(Task data)

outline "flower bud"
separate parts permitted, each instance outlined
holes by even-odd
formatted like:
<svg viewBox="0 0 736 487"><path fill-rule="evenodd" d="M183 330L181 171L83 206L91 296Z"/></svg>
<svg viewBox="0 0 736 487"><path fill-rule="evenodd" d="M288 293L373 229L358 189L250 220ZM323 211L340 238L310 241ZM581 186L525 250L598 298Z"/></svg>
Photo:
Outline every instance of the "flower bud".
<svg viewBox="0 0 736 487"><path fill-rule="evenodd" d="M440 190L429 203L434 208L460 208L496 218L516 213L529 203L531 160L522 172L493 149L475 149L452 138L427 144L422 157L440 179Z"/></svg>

(End Task data)

Problem:
An exact copy of all the material is what is needed.

Solution for this problem:
outline "flower bud"
separate parts permitted, each instance outlined
holes by even-odd
formatted like:
<svg viewBox="0 0 736 487"><path fill-rule="evenodd" d="M183 330L181 171L83 206L91 296Z"/></svg>
<svg viewBox="0 0 736 487"><path fill-rule="evenodd" d="M288 293L373 229L358 189L250 220ZM323 211L340 238L310 241ZM581 186L525 250L598 298Z"/></svg>
Photo:
Outline every instance of the "flower bud".
<svg viewBox="0 0 736 487"><path fill-rule="evenodd" d="M440 190L429 203L434 208L460 208L496 218L516 213L529 203L531 160L522 172L493 149L475 149L452 138L427 144L422 157L440 179Z"/></svg>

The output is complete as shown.